Excerpt provided:
# # # # # # #
Five L.A. Frieze Exhibitions That Cut Through the Noise

Art — 27.02.26

Words: Laura Zhang

Basking under the palm trees at Santa Monica Airport, Frieze Los Angeles returns for its seventh year (February 26 – March 1), transforming the airfield once again into a temporary hub for the global art world.

More than 90 galleries will set up booths, but L.A. Art Week has always extended beyond the fair’s sprawling tent. Here’s our edit of the off-site exhibitions across the city that are capturing the zeitgeist of 2026 and proving that some of the most compelling and unforgettable work speaks directly to the times.

 


 

Resting Babyface by Leonard Baby at Villa Carlotta (with Half Gallery)

February 25, 2026 – March 10, 2026

Courtesy of Half Gallery

In a collection that both solicits a grimace and a chuckle, New York-based Leonard Baby draws from his own experiences and memories and creates a portrayal of vulnerability and intergenerational trauma. Installed inside a historic villa rather than a traditional art gallery, Resting Babyface unfolds like a private photo album that wasn’t meant to be publicized. Works such as Group Therapy stage the suffocating proximity of a family’s watchful, boundary-crossing gaze as a woman speaks with her therapist, while What a Familiar Feeling captures the quieter, nihilistic desire to stay in bed and disappear beneath the covers forever. Although the collection is deeply personal, Baby’s work introduces wounds many viewers may be all too familiar with.

 

 

Deep Fake by Lynn Hershman Leeson at Hoffman Donahue

January 29, 2026 – March 14, 2026

Courtesy of Hoffman Donahue

Let’s face it: we’re living in the age of the deepfake, where faces, bodies, and voices can be engineered with ease. It’s unsettling, but what could feel more current and self-aware than an exhibition that openly manipulates an image and lets you in on the trick? In Deep Fake, Lynn Hershman Leeson raids the archive of celebrities and morphs them into hybrids: Marilyn Monroe dissolves into Sigmund Freud, and Dolly Parton and John Wayne’s eyes and smiles entwine. For decades, Hershman Leeson has focused on identity, surveillance, and technology in her art. Her landmark project in the 1970s, Roberta Breitmore, saw her inhabit a fully realized alter ego—complete with driver’s license, bank account, and therapy sessions.
# # # # # # #
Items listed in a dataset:
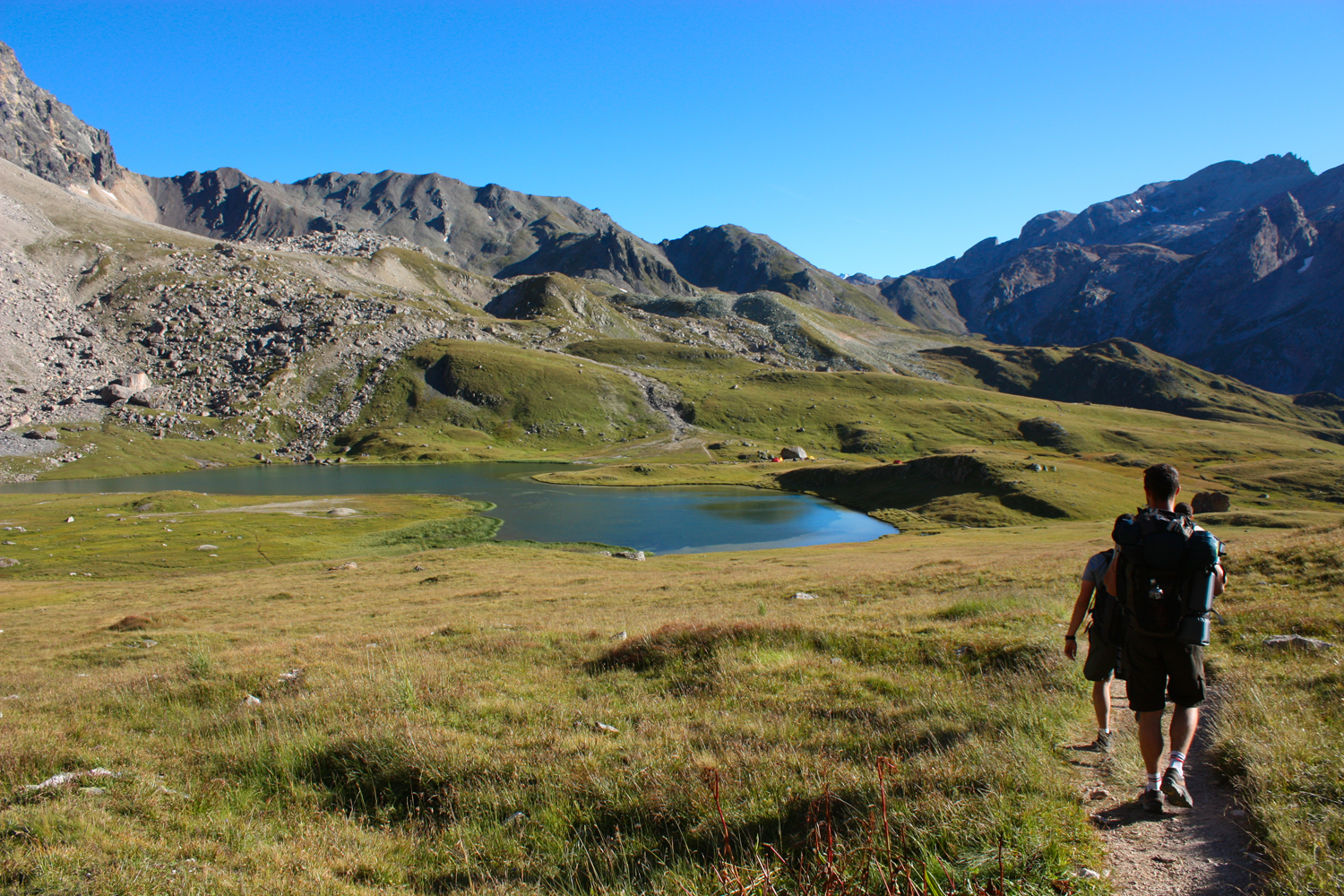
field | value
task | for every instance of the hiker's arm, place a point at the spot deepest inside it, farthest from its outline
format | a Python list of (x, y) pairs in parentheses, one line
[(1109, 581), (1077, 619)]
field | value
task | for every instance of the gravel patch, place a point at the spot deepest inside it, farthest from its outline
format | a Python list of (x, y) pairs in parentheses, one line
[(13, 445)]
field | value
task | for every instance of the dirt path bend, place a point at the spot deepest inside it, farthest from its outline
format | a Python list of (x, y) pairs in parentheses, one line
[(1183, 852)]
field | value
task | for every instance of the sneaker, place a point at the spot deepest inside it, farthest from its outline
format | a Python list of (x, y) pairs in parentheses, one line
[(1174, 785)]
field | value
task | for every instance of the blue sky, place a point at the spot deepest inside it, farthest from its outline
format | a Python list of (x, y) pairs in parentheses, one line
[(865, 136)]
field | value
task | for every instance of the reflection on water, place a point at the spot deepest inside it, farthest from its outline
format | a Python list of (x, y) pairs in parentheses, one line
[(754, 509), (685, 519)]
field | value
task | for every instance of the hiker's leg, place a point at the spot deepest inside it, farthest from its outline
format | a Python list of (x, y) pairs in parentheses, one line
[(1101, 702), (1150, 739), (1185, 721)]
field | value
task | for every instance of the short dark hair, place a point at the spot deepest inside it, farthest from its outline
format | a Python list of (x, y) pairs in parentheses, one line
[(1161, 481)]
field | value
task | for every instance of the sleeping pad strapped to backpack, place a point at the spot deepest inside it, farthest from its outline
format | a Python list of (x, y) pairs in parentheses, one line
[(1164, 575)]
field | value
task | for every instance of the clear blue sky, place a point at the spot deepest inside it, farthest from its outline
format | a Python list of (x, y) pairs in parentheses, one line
# # # # # # #
Task list:
A. List the figures whose images Lynn Hershman Leeson merges in Deep Fake, as the Frieze Los Angeles article names them.
B. Extend the Frieze Los Angeles article from its last sentence.

Numbered answers:
A. Marilyn Monroe, Sigmund Freud, Dolly Parton, John Wayne

B.
Saints of Good Evening Street by Tonia Nneji at Rele

February 21, 2026 – March 21, 2026

Courtesy of Rele

In Saints of Good Evening Street, Nigerian artist Tonia Nneji fixes the viewer’s gaze on a single subject: women. But there’s a sharp dichotomy in her work. On a single street, some women engage in public discourse during the day, while others turn to sex work at night, not as a spectacle but as survival. Working with swirling brushstrokes and a distinct color palette, Nneji rejects society’s claim that women are either virtuous or deviant. At a time when ownership over women’s bodies remains politically and culturally debated, her work argues against the impulse to possess, contain, or label at all.

 

 

The Ground Glows Black by Christina Quarles at Hauser & Wirth

February 24, 2026 – May 3, 2026

© Fredrik Nilsen

Angeleno native Christina Quarles’ latest work isn’t letting anyone forget that L.A. Frieze is, in fact, in Los Angeles. She paints from the immediate, hulking aftermath of last year’s wildfires, which claimed her Altadena home and damaged works in her studio. Titled The Ground Glows Black, her new abstractions render her grief, loss, and vulnerability in charged color, shapes, and patterns. The visual language is recognizably hers, but the approach feels intensified as Quarles layers acrylic paint, stenciling, and for the first time, five charcoals on paper—suggesting she is still working through something deeply raw.

 

 

Monuments, curated by Bennett Simpson, Hamza Walker, and Kara Walker at The Brick and the Museum of Contemporary Art (MOCA)

October 23, 2025 – May 3, 2026

© Ruben Diaz

Conceived in the wake of the horrific 2015 murders of nine Black parishioners in Charleston, South Carolina—and the subsequent removal of nearly 200 Confederate statues—Monuments literally and symbolically severs, smashes, and reconfigures these once immovable figures. Today, some are still streaked with graffiti and paint, bearing the residue of public outrage. Displayed alongside them are works by around 20 Black contemporary artists. Many of these artists have reclaimed the monument form, such as co-curator Kara Walker, who reconstructed parts of the Stonewall Jackson monument into a warped, uncanny figure with limbs jutting outwards, and Karon Davis, who cast her son into a sculpture.